─── Given text ───

When health reports are received by the server:

1. **Store health record** in SQLite (operational data)
2. **Process missing files** asynchronously (certificates, secrets, templated files)
3. **Check for missing keys** and send key generation requests if needed
4. **Handle spot termination notices** if present (see [Spot Instances](spot-instances.md))
5. **Register with load balancer groups** if configured (on first successful health report)
6. **Reconcile pending/failed LB group registrations** for eventual consistency

## Unhealthy Node Detection

The Nstance Server is responsible for detecting and replacing unhealthy instances:

1. **gRPC Stream Disconnect**: Immediately triggers provider status check
   - Stream context cancellation detected in less than 30 seconds (via keepalive)

─── Raw data ───

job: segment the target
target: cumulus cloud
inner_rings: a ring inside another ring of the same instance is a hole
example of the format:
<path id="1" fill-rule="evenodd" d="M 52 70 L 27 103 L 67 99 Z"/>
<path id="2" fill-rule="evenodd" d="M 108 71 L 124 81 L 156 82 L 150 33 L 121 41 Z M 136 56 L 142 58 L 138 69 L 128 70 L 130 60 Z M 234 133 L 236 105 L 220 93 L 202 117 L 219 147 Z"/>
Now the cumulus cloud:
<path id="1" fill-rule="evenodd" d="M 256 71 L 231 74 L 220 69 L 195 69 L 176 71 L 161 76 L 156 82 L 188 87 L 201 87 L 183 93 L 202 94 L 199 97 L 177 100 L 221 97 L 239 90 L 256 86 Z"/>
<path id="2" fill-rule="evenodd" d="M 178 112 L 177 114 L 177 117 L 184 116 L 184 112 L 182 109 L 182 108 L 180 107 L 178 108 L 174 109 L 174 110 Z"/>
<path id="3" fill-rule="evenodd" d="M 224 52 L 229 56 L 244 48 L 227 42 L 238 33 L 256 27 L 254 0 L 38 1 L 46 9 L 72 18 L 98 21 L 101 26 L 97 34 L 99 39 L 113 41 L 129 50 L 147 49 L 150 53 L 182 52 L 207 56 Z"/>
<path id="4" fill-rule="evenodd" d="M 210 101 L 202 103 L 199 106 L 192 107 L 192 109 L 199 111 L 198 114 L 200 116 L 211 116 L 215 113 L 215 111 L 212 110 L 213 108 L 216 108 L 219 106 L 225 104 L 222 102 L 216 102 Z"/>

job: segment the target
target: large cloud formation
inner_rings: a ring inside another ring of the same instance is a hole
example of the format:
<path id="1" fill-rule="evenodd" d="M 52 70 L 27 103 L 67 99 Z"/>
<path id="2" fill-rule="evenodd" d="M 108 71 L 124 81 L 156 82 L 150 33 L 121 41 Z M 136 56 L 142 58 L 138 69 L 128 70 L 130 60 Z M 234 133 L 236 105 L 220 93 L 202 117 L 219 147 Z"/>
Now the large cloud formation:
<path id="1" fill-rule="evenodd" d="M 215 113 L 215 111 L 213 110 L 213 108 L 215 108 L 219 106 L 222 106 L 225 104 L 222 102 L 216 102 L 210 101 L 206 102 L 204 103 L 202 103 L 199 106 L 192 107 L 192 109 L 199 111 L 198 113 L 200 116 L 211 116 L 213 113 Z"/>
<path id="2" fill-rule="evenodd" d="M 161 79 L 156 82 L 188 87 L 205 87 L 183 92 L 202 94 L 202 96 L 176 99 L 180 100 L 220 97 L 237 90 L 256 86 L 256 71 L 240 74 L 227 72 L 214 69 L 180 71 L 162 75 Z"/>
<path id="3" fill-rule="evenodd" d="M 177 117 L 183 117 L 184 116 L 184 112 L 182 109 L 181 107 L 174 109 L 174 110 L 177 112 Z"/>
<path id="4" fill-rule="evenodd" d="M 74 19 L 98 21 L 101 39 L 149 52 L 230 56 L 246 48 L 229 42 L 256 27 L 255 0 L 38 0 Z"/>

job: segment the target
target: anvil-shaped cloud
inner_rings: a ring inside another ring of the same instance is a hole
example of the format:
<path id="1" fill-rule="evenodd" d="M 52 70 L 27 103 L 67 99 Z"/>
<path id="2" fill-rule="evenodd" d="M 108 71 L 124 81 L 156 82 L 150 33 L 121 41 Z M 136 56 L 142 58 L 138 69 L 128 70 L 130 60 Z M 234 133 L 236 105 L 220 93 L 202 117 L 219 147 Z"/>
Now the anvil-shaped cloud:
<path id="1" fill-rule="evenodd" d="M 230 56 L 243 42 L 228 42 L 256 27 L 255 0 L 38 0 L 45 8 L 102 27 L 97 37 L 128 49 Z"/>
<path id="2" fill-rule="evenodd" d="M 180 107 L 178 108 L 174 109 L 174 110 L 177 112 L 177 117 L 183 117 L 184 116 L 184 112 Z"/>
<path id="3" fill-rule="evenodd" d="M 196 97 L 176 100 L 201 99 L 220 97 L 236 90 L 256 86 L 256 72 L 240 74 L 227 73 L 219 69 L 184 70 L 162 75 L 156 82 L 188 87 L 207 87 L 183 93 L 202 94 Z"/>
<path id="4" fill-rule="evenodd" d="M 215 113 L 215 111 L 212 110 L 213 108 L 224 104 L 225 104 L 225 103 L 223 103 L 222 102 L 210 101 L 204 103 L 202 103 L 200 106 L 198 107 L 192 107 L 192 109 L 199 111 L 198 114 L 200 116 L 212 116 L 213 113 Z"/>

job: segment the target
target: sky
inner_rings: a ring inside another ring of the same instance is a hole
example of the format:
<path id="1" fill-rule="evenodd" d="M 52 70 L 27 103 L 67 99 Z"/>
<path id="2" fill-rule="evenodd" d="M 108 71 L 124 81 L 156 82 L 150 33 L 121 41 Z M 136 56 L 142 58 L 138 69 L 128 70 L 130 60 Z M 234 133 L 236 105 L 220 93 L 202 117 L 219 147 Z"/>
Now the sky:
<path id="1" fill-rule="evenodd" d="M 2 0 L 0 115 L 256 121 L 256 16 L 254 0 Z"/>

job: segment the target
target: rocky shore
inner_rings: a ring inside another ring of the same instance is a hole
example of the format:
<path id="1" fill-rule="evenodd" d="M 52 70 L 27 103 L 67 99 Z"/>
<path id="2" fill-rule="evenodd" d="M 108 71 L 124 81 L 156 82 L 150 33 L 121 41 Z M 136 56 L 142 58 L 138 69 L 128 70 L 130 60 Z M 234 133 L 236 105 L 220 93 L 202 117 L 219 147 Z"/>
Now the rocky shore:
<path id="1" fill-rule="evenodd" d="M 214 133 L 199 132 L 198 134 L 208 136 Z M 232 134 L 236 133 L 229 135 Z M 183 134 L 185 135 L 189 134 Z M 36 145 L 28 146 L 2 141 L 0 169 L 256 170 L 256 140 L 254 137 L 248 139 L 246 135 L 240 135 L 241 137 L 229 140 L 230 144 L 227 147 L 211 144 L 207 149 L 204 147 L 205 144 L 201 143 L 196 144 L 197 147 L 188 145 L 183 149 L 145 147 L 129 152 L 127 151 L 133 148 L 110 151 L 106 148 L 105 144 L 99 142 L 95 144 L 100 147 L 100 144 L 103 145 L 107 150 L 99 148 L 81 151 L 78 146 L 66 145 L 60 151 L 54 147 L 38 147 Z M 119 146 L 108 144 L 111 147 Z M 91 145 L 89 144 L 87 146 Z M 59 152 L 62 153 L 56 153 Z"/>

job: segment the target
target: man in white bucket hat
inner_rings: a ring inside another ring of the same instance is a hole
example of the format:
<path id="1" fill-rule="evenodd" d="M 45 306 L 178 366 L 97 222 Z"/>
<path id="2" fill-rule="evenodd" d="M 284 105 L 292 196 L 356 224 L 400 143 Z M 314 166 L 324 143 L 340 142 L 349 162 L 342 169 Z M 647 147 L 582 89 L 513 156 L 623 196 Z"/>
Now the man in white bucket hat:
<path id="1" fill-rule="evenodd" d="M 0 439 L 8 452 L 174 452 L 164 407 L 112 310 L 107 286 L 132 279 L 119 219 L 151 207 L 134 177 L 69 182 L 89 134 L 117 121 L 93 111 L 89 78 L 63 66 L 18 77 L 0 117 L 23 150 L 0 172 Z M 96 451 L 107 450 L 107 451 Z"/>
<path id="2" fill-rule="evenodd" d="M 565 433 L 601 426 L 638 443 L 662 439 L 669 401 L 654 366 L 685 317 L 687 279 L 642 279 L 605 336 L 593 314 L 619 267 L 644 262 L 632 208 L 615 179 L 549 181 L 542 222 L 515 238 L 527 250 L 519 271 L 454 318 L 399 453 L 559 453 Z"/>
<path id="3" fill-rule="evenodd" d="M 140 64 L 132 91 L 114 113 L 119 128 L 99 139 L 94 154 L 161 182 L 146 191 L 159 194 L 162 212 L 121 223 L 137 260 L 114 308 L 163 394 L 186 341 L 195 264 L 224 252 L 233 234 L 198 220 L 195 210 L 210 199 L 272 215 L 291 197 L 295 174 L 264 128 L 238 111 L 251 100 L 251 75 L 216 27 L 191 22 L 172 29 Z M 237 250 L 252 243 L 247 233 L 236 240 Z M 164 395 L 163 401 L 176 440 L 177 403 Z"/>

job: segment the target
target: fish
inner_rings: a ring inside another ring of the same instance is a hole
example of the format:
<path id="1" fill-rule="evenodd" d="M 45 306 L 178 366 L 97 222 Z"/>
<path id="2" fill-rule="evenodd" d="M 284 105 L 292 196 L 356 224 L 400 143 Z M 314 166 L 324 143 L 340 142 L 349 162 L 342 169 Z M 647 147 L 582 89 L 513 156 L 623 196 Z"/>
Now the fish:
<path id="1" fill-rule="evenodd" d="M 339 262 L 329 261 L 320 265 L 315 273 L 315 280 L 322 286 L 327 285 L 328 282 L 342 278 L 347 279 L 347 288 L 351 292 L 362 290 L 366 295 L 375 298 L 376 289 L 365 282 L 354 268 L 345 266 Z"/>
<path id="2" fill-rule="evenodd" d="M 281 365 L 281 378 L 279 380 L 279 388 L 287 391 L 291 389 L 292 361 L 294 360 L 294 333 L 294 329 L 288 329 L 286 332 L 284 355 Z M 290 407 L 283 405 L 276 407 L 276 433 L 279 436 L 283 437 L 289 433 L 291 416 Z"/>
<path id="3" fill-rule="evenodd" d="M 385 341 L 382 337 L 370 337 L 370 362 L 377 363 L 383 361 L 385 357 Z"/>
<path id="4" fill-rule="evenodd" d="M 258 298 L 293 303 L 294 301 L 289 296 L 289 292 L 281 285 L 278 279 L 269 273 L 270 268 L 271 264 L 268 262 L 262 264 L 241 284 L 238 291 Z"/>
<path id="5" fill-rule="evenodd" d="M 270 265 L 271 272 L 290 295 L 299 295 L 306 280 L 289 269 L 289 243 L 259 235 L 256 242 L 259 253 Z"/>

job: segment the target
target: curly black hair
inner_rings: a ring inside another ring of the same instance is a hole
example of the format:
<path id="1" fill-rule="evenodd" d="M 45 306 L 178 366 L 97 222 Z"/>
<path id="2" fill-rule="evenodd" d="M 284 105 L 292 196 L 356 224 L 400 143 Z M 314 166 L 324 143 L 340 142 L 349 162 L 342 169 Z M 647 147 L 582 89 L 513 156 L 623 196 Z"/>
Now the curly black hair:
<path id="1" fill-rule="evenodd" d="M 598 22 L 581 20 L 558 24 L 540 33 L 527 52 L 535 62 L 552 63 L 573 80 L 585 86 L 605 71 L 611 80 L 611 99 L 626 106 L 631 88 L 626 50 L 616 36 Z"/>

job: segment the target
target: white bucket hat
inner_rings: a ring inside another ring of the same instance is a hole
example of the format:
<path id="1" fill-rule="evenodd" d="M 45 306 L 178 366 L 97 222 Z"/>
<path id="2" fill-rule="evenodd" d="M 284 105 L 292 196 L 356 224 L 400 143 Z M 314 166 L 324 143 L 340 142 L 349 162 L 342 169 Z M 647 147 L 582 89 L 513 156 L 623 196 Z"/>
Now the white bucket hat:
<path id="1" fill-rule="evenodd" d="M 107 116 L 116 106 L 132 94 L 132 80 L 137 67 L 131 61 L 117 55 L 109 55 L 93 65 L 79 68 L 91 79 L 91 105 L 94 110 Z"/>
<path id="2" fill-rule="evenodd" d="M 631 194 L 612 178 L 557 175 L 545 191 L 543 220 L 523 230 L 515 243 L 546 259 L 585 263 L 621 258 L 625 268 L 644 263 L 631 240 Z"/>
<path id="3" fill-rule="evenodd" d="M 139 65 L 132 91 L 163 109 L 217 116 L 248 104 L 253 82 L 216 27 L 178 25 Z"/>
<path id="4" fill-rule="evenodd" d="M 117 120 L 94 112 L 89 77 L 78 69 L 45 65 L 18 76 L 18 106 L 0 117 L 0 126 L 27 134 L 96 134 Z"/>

───

## Goal of the exercise
According to the text on server health reports, when does the server register an instance with load balancer groups?

## Worked answer
On the first successful health report, if load balancer groups are configured.